Work to be completed:
Set out every line of the records below as a numbered list, omitting any blank lines.

(Annotation dataset entries)

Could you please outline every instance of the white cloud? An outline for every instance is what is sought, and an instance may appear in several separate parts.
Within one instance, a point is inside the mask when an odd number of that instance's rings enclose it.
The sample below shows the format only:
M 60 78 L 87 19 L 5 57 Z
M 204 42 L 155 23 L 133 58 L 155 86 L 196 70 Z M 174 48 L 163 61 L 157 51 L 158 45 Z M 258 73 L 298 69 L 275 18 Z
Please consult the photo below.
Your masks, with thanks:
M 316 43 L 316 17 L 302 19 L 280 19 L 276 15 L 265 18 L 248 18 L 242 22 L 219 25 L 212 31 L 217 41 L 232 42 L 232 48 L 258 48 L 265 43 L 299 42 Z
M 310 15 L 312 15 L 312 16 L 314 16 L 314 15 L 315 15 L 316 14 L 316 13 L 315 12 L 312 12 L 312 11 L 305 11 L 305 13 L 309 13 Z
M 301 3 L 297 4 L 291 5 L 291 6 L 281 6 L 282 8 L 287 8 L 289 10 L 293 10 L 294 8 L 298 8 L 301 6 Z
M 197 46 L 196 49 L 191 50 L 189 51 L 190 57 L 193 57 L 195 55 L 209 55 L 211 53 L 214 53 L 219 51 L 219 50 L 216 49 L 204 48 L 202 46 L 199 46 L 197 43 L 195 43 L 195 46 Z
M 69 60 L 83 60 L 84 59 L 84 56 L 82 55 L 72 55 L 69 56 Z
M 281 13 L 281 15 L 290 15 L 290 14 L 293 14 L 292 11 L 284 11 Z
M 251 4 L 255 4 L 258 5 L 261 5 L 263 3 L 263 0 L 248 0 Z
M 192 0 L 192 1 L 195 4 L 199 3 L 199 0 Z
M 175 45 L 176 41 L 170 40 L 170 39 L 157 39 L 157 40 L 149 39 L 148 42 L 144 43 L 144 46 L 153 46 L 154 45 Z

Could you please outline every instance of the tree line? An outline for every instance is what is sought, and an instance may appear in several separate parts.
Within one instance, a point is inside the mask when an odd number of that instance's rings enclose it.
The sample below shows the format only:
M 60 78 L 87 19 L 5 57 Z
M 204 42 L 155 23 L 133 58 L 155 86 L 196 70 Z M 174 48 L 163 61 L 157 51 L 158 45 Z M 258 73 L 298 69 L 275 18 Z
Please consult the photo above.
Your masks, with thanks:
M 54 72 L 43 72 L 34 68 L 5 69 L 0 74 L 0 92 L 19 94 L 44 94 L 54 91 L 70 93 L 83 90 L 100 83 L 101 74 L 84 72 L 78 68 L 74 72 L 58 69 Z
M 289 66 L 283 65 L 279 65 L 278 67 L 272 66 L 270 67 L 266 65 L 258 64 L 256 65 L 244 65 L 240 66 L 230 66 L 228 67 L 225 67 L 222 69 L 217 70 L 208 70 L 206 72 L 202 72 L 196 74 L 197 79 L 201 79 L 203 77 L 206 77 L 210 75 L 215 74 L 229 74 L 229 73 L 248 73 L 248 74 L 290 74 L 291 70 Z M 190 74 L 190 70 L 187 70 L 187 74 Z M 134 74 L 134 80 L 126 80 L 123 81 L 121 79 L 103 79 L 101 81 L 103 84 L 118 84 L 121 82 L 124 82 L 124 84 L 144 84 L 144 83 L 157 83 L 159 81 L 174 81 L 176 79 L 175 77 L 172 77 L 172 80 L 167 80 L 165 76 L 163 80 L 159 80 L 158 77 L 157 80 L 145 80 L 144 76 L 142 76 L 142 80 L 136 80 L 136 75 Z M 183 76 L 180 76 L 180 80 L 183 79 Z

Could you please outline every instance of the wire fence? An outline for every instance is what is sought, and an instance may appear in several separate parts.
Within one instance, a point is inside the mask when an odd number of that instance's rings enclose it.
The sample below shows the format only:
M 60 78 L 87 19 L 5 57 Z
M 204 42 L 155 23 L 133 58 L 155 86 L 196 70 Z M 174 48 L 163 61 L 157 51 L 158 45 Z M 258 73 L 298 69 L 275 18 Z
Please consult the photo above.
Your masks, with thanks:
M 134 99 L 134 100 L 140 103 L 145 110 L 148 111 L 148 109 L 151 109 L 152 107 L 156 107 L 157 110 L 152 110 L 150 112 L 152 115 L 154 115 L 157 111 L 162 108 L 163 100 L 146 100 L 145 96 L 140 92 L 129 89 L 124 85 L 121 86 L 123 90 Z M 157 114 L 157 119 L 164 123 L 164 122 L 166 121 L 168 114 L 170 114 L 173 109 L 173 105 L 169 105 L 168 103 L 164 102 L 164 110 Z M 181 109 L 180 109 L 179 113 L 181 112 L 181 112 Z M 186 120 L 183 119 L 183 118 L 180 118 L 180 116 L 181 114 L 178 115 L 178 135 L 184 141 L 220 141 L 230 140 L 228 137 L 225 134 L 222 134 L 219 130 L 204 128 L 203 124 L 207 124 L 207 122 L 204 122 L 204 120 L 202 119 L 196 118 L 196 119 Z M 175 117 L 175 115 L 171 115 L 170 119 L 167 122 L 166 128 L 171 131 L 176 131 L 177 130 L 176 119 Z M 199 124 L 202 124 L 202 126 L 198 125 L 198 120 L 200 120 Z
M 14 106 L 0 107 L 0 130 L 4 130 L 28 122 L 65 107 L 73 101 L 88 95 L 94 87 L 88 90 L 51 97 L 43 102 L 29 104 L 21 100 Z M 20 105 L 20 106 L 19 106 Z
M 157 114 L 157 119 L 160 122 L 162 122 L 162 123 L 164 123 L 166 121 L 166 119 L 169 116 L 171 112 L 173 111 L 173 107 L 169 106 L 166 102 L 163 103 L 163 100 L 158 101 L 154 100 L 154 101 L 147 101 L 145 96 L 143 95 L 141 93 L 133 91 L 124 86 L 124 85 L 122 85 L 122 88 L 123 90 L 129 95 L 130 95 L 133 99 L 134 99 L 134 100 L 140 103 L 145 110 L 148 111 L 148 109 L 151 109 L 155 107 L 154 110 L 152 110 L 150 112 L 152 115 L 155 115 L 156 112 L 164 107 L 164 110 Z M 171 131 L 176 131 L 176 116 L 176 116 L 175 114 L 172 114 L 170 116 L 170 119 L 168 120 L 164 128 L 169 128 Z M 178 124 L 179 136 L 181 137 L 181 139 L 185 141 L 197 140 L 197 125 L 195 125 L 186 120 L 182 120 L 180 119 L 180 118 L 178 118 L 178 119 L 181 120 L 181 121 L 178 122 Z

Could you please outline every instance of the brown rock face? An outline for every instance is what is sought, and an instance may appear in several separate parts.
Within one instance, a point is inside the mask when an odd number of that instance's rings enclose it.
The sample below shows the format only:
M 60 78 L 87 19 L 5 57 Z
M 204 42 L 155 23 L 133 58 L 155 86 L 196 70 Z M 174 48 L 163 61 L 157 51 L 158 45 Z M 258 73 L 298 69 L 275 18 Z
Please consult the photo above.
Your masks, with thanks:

Exercise response:
1. Could you please outline every instance of the white cloud? An outline for every instance is what is sought, and an instance may appear in several separate parts.
2. Within one instance, a point is inside the mask when an odd number of that instance's rings enclose it.
3. The sample below shows the format only:
4. M 60 78 L 87 19 L 5 57 Z
5. M 204 42 L 155 23 L 133 58 L 155 86 L 196 70 Z M 174 48 L 163 61 L 157 51 L 158 45 Z M 258 73 L 298 69 L 275 18 Z
6. Please consult the photo below.
7. Your masks, with thanks:
8. M 316 43 L 316 17 L 302 19 L 280 19 L 276 15 L 265 18 L 248 18 L 242 22 L 219 25 L 212 31 L 217 41 L 232 42 L 232 48 L 258 48 L 265 43 L 299 42 Z
9. M 310 15 L 312 15 L 312 16 L 314 16 L 314 15 L 315 15 L 316 14 L 316 13 L 315 12 L 312 12 L 312 11 L 305 11 L 305 13 L 309 13 Z
10. M 301 3 L 297 4 L 291 5 L 291 6 L 281 6 L 282 8 L 287 8 L 289 10 L 293 10 L 294 8 L 298 8 L 301 6 Z
11. M 197 46 L 196 49 L 191 50 L 189 51 L 190 57 L 193 57 L 195 55 L 209 55 L 211 53 L 214 53 L 219 51 L 219 50 L 216 49 L 204 48 L 202 46 L 199 46 L 197 43 L 195 43 L 195 46 Z
12. M 69 60 L 83 60 L 84 59 L 84 56 L 82 55 L 72 55 L 69 56 Z
13. M 281 13 L 281 15 L 290 15 L 290 14 L 293 14 L 292 11 L 284 11 Z
14. M 251 4 L 255 4 L 258 5 L 261 5 L 263 3 L 263 0 L 248 0 Z
15. M 192 0 L 192 1 L 195 4 L 199 3 L 199 0 Z
16. M 175 45 L 176 41 L 170 40 L 170 39 L 157 39 L 157 40 L 149 39 L 148 42 L 144 43 L 144 46 L 153 46 L 154 45 Z
17. Could you please outline every instance of the tree line? An outline for every instance is what is sought, and an instance may appear in several separate parts.
18. Within one instance, a point is inside the mask when an odd number of that instance's rings enclose it.
19. The sample below shows the format only:
20. M 60 78 L 87 19 L 5 57 Z
21. M 204 42 L 155 23 L 133 58 L 155 86 L 196 70 Z M 174 48 L 163 61 L 157 51 L 158 45 Z M 258 73 L 298 69 L 275 18 Z
22. Please consult the photo above.
23. Your masks, with thanks:
24. M 54 72 L 43 72 L 34 68 L 5 69 L 0 74 L 0 92 L 19 94 L 44 94 L 54 91 L 70 93 L 83 90 L 100 83 L 101 74 L 84 72 L 78 68 L 74 72 L 58 69 Z
25. M 289 66 L 283 65 L 279 65 L 278 67 L 272 66 L 270 67 L 266 65 L 258 64 L 256 65 L 244 65 L 240 66 L 230 66 L 228 67 L 225 67 L 222 69 L 217 70 L 208 70 L 206 72 L 202 72 L 196 74 L 197 79 L 201 79 L 203 77 L 206 77 L 210 75 L 215 74 L 229 74 L 229 73 L 248 73 L 248 74 L 290 74 L 291 70 Z M 190 74 L 190 70 L 187 70 L 187 74 Z M 134 74 L 134 80 L 126 80 L 123 81 L 121 79 L 103 79 L 101 81 L 103 84 L 118 84 L 121 82 L 124 82 L 124 84 L 144 84 L 144 83 L 157 83 L 159 81 L 174 81 L 176 79 L 175 77 L 172 77 L 172 80 L 167 80 L 165 76 L 163 80 L 159 80 L 158 77 L 157 80 L 145 80 L 144 76 L 142 76 L 142 80 L 136 80 L 136 75 Z M 183 76 L 180 76 L 180 80 L 183 79 Z
26. Could you please outline every instance of the wire fence? An outline for every instance is what is sought, and an instance may appear in several separate parts.
27. Within one instance, a point is inside the mask when an odd number of that instance's rings enclose it.
28. The sample below shows the format only:
29. M 60 78 L 87 19 L 5 57 Z
30. M 204 42 L 155 23 L 133 58 L 155 86 L 196 70 Z M 174 48 L 163 61 L 157 51 L 158 45 Z M 258 73 L 298 69 L 275 18 Z
31. Please consult the photo above.
32. Your masks, with thanks:
33. M 134 99 L 134 100 L 140 103 L 145 110 L 148 111 L 148 109 L 151 109 L 152 107 L 156 107 L 157 110 L 152 110 L 150 112 L 152 115 L 154 115 L 157 111 L 162 108 L 163 100 L 146 100 L 145 96 L 140 92 L 129 89 L 124 85 L 121 86 L 123 90 Z M 157 114 L 157 119 L 164 123 L 164 122 L 166 121 L 168 114 L 170 114 L 173 109 L 173 105 L 169 105 L 168 103 L 164 102 L 164 110 Z M 181 109 L 180 109 L 179 113 L 181 112 L 181 112 Z M 186 120 L 183 119 L 183 118 L 180 118 L 180 116 L 181 114 L 178 115 L 178 135 L 184 141 L 220 141 L 230 140 L 228 137 L 225 134 L 222 134 L 219 130 L 204 128 L 203 124 L 207 124 L 207 122 L 204 122 L 204 120 L 202 119 L 196 118 L 196 119 Z M 175 117 L 175 115 L 171 115 L 170 119 L 167 122 L 166 128 L 171 131 L 176 131 L 177 130 L 176 119 Z M 199 124 L 202 124 L 202 126 L 198 125 L 198 120 L 200 120 Z
34. M 14 106 L 0 107 L 0 130 L 4 130 L 28 122 L 65 107 L 73 101 L 88 95 L 94 87 L 88 90 L 51 97 L 43 102 L 29 104 L 21 100 Z M 20 105 L 20 106 L 19 106 Z
35. M 157 114 L 157 119 L 160 122 L 162 122 L 162 123 L 164 123 L 166 121 L 166 119 L 169 116 L 171 112 L 173 111 L 173 107 L 169 106 L 166 102 L 163 103 L 163 100 L 158 101 L 154 100 L 154 101 L 147 101 L 145 96 L 143 95 L 141 93 L 133 91 L 124 86 L 124 85 L 122 85 L 122 88 L 123 90 L 129 95 L 130 95 L 133 99 L 134 99 L 134 100 L 140 103 L 145 110 L 148 111 L 148 109 L 151 109 L 155 107 L 154 110 L 152 110 L 150 112 L 152 115 L 155 115 L 156 112 L 164 107 L 164 110 Z M 171 131 L 176 131 L 176 116 L 176 116 L 175 114 L 172 114 L 170 116 L 170 119 L 168 120 L 164 128 L 169 128 Z M 178 124 L 179 136 L 181 137 L 181 139 L 185 141 L 197 140 L 197 125 L 195 125 L 186 120 L 182 120 L 180 119 L 180 118 L 178 118 L 178 119 L 181 120 L 181 121 L 178 122 Z
36. Could you please outline every instance of the brown rock face? An outline for every instance is what is sought, and an instance may appear in several separate parts.
37. Within one instance, a point is inside the mask when an odd number of that instance's rings enclose it.
38. The sample below shows the format only:
39. M 60 78 L 87 19 L 5 57 Z
40. M 204 42 L 155 23 L 133 58 L 155 86 L 196 70 Z M 174 48 L 163 61 L 157 51 L 158 45 Z M 258 73 L 298 69 L 275 18 Z
41. Please consult the photo above.
42. Your masks, with thanks:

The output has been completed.